• [Document text]

The former vice president laid out his hopes and expectations for the plan President Obama will unveil Wednesday to defeat the Islamic militant group
Dick Cheney: Bold ISIS strategy would contradict Obama’s record 03:04

Beginning with the "grave, strategic threat" posed by the Islamic State of Iraq and Syria (ISIS), the United States must promptly move to get back on offense in the war on terror, former Vice President Dick Cheney said Wednesday, hours before President Obama is slated to make primetime remarks outlining his plan for combating the militant group.

Arguing that such terrorist organizations and hostile leaders abroad have seized on the president's foreign policy record of "hasty withdrawals, continuous disengagement and self-congratulation for all of it," Cheney in his address at the American Enterprise Institute called on Mr. Obama to lay out "a forceful, bold and immediate strategy to defeat ISIS" that includes military action. But such a strategy, he added, "would mark an abrupt and dramatic departure from the record thus far."

President Obama to outline strategy to combat ISIS in televised speech 02:40

Last month, the president authorized targeted airstrikes against the militants as they swept toward northern Iraq, where American military, diplomats and civilians are stationed.The U.S. military now plans on gradually expanding its air campaign against ISIS, CBS News Pentagon correspondent David Martin reports, not only in Iraq but also Syria once targets are identified.

There will also be an increase in the number of American military personnel on the ground in Iraq, though the size of the increase is not clear. However, Mr. Obama has outright rejected putting U.S. combat troops on the ground to fight ISIS, saying it would be a "profound mistake."

Though he didn't specifically call for combat troops, Cheney made the case that the United States must engage aggressively in order to defeat ISIS, which has captured territory in Iraq and Syria and in recent weeks beheaded two American journalists as a warning to the U.S. against interventionism.

"ISIS does not recognize a border between Syria and Iraq, so neither should we," he said. "We should immediately hit them in their sanctuaries, staging areas, command centers, and lines of communication wherever we find them. We should provide significantly increased numbers of military trainers, special operations forces, an intelligence architecture, and air power to aid the Iraqi military and the Kurdish Peshmerga in their counteroffensive against ISIS."

Dick Cheney: Obama “willfully blind” to sustaining Bush-Cheney apparatus 02:18

On a broader scale, Cheney - a key architect of the Iraq War as then-President George W. Bush's right-hand man - panned Mr. Obama as something of a hypocrite for "pointing to the Bush-Cheney security apparatus as evidence that he's keeping America safe." He cited the president's remarks at a fundraiser last month during which he credited post-9/11 security measures for making Americans "in the here and now, pretty safe."

"Nice to hear," Cheney quipped to chuckles from the audience, "especially from someone who used to speak so disparagingly about the steps we took after 9/11." The problem, he went on, is that "President Obama seems willfully blind to one of the key facts about the post-9/11 security apparatus: It is not self-sustaining. Those programs and policies must be kept strong and current."

Going forward, Cheney said no progress can be made to curb the rapid rise of ISIS unless the president relinquishes his oft-repeated mantra that "the tide of war is receding."

• [To be done]
**1)** In two sentences, what does the article on Cheney's ISIS remarks say?
**2)** In the article on Cheney's ISIS remarks, what are all the places where Cheney says the U.S. should immediately hit ISIS?
**3)** Can you reproduce the article on Cheney's ISIS remarks word for word between "Beginning with the" and "the militant group.", inclusive?

Data items
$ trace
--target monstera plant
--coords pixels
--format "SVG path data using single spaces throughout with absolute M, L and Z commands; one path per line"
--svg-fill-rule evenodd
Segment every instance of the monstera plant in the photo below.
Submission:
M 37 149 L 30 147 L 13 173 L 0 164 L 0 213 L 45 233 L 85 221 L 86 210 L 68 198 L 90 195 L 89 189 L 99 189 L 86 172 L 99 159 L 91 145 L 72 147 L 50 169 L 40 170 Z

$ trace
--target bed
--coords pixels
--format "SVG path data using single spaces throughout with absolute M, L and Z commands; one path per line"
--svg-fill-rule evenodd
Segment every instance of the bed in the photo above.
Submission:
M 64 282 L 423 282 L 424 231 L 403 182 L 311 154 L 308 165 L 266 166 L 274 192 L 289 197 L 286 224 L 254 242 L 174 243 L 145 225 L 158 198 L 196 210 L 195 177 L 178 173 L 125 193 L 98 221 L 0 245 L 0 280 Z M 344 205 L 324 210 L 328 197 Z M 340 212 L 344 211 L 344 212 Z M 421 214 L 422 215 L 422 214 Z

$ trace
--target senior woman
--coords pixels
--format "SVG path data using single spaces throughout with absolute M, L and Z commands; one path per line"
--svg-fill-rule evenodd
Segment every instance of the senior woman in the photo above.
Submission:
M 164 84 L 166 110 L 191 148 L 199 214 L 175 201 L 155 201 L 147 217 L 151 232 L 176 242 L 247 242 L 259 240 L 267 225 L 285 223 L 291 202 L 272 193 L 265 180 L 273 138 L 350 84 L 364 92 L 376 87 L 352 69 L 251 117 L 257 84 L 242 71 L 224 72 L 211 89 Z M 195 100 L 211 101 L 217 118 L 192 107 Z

• [Answers in order]
**1)** Hours before President Obama's primetime remarks, former Vice President Dick Cheney used an address at the American Enterprise Institute to call on Obama to lay out a forceful, bold and immediate strategy to defeat ISIS that includes military action, adding that such a strategy would be an abrupt and dramatic departure from the president's record. Cheney also criticized Obama for pointing to the Bush-Cheney security apparatus as evidence that he is keeping America safe while seeming willfully blind to the fact that this apparatus is not self-sustaining.

**2)**
- Sanctuaries
- Staging areas
- Command centers
- Lines of communication

**3)**
Beginning with the "grave, strategic threat" posed by the Islamic State of Iraq and Syria (ISIS), the United States must promptly move to get back on offense in the war on terror, former Vice President Dick Cheney said Wednesday, hours before President Obama is slated to make primetime remarks outlining his plan for combating the militant group.